> WHAT YOU NEED TO DO: Give back all the entries below. Omit none of them.

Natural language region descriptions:
%%
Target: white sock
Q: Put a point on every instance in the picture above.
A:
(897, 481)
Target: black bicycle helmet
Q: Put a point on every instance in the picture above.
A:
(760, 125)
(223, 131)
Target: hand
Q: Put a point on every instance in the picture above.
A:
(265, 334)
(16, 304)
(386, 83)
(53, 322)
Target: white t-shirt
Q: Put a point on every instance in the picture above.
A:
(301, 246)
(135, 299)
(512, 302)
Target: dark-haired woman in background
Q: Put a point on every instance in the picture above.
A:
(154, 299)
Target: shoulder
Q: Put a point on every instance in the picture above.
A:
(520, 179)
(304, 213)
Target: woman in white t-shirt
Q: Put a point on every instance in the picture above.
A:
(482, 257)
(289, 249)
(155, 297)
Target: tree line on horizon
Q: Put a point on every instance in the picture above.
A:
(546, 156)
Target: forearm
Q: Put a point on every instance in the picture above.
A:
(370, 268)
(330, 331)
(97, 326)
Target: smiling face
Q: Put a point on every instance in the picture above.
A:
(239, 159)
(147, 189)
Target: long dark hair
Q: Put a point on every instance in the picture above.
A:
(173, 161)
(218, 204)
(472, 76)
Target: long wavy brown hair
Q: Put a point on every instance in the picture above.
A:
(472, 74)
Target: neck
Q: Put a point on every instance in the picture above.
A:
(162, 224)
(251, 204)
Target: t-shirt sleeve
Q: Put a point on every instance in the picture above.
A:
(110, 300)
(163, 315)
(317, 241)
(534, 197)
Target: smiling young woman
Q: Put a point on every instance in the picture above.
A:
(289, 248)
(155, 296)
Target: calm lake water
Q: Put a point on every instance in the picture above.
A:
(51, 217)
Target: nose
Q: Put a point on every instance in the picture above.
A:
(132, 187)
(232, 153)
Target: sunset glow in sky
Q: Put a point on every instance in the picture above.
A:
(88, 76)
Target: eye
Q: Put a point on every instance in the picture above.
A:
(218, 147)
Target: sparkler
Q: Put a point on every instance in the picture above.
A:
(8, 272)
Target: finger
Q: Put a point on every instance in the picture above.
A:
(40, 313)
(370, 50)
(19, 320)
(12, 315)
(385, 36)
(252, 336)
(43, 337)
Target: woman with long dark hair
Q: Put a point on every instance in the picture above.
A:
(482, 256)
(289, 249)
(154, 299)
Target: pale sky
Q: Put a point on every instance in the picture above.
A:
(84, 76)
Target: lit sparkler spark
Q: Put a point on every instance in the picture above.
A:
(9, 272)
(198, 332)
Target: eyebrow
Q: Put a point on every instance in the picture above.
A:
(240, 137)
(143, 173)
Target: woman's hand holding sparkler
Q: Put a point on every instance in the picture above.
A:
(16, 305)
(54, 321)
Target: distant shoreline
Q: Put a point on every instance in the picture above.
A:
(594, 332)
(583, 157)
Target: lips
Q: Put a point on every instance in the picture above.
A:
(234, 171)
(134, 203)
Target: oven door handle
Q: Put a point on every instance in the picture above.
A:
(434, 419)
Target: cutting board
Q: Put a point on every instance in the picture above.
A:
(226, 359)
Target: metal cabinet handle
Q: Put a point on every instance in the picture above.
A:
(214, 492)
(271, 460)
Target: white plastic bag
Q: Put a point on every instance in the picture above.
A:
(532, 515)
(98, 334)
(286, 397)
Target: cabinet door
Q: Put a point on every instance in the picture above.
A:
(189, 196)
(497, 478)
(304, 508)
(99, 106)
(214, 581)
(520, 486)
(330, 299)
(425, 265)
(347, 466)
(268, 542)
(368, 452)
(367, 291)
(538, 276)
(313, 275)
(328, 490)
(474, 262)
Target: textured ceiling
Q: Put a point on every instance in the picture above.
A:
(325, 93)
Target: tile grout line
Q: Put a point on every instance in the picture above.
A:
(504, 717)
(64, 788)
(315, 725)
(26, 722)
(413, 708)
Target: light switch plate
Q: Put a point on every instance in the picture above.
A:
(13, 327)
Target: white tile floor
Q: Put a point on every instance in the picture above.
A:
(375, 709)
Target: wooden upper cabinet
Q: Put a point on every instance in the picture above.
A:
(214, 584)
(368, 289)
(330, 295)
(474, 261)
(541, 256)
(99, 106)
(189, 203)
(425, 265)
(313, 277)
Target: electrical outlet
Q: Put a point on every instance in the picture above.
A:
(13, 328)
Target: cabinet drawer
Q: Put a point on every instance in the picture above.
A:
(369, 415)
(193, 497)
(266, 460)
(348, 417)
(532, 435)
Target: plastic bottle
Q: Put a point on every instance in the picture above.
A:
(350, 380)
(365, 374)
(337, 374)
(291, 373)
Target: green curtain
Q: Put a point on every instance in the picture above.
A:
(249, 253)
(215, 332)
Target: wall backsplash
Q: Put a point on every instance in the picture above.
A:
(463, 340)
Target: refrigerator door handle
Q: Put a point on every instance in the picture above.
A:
%%
> SOLUTION FOR THIS EXERCISE:
Target: white sock
Q: Put a point on every instance in the picture above.
A:
(897, 481)
Target: black bicycle helmet
Q: Put a point on every instance in the picture above.
A:
(760, 125)
(223, 131)
Target: hand
Q: Put a point on every instance in the picture above.
A:
(265, 334)
(16, 304)
(386, 83)
(53, 322)
Target: white t-shirt
Q: Put a point on every instance in the picture above.
A:
(301, 246)
(135, 299)
(512, 302)
Target: dark-haired woman in background
Q: Put a point on every instance in the picture above.
A:
(154, 299)
Target: shoulder
Q: Put a point on every instance in the picture above.
A:
(520, 179)
(304, 213)
Target: woman in white t-shirt
Q: Put a point on every instance in the picture above.
A:
(482, 257)
(289, 249)
(155, 297)
Target: tree line on horizon
Q: Put a point on every instance in the picture above.
A:
(546, 156)
Target: forearm
Q: Put a point on every instance in the picture above.
A:
(370, 268)
(330, 331)
(97, 326)
Target: smiling face
Q: Put a point on every instance in the picture above.
A:
(239, 159)
(147, 189)
Target: long dark hair
Q: Put a point on every instance in the picture above.
A:
(173, 161)
(218, 204)
(472, 76)
Target: long wavy brown hair
Q: Put a point on every instance in the picture above.
A:
(472, 74)
Target: neck
Q: Put a point on every instance in the picture above.
A:
(162, 224)
(251, 204)
Target: t-shirt sleeve
Q: Put a point on every instance in the picture above.
A:
(110, 300)
(163, 315)
(317, 241)
(534, 197)
Target: smiling young woman
Q: Put a point on every instance in the picture above.
A:
(289, 248)
(155, 296)
Target: calm lake water
Q: Put a point on every instance in the picture above.
A:
(51, 217)
Target: nose
Q: Put a point on every instance in the picture above.
A:
(132, 187)
(232, 153)
Target: sunset glow in sky
Q: Put a point on every instance in the picture above.
A:
(88, 76)
Target: eye
Q: Put a point on every instance in the picture above.
A:
(218, 147)
Target: sparkler
Q: Put a point on every instance in the picture above.
A:
(8, 272)
Target: finger
Q: Put a point on every instance in the picture above.
A:
(40, 313)
(370, 50)
(19, 320)
(12, 315)
(385, 36)
(252, 336)
(43, 337)
Target: woman with long dark hair
Q: Put a point on every instance in the picture above.
A:
(482, 256)
(289, 249)
(154, 299)
Target: pale sky
Q: Put a point on every instance in the picture above.
A:
(84, 76)
Target: lit sparkler spark
Q: Put a point on every instance in the picture above.
A:
(9, 272)
(198, 332)
Target: eyebrow
Q: Put a point on every instance in the picture above.
A:
(240, 137)
(143, 173)
Target: woman's hand holding sparkler
Q: Put a point on every instance in the picture above.
A:
(16, 305)
(54, 321)
Target: distant shoreline
Q: Put a point on every instance in the picture above.
A:
(594, 332)
(583, 157)
Target: lips
Q: Put a point on every instance in the picture above.
A:
(234, 171)
(134, 203)
Target: oven door handle
Q: Put a point on every instance in the picture above.
A:
(434, 419)
Target: cutting board
Q: Put a point on every instance in the picture above.
A:
(226, 359)
Target: metal cabinet handle
Q: Put a point on every instance in the picture above.
A:
(214, 492)
(271, 460)
Target: white plastic bag
Q: Put a point on every instance in the picture above.
A:
(532, 515)
(98, 334)
(286, 397)
Target: cabinet door
Q: Put a point on every instance in the picture above.
A:
(189, 196)
(497, 478)
(304, 508)
(99, 106)
(214, 581)
(520, 486)
(330, 299)
(425, 265)
(347, 466)
(268, 542)
(368, 452)
(367, 291)
(538, 276)
(313, 275)
(328, 490)
(474, 262)
Target: textured ceiling
Q: Put a point on every instance in the picture above.
A:
(325, 93)
Target: tile grout line
Q: Put a point on every instance in the picture above.
A:
(504, 717)
(64, 788)
(315, 725)
(26, 722)
(413, 708)
Target: light switch plate
Q: Put a point on every instance in the picture above.
A:
(13, 327)
Target: white tile floor
Q: Put a point on every instance in the picture above.
A:
(375, 709)
Target: wooden upper cabinet
Q: Put a point on every instance in the picture above.
A:
(214, 584)
(368, 289)
(330, 295)
(474, 261)
(541, 256)
(99, 106)
(189, 203)
(425, 265)
(313, 277)
Target: electrical outlet
Q: Put a point on every instance in the picture above.
A:
(13, 328)
Target: cabinet drawer
Q: Put a point on every instance in the picture above.
A:
(369, 415)
(193, 497)
(266, 460)
(348, 417)
(532, 435)
Target: plastic bottle
Q: Put a point on every instance in the picture above.
A:
(350, 380)
(365, 374)
(337, 374)
(291, 373)
Target: green curtain
Q: Put a point on every instance in the picture above.
A:
(249, 253)
(215, 332)
Target: wall backsplash
Q: Put a point on every instance in the picture above.
A:
(463, 340)
Target: refrigerator door handle
Q: Put a point on every instance in the picture above.
A:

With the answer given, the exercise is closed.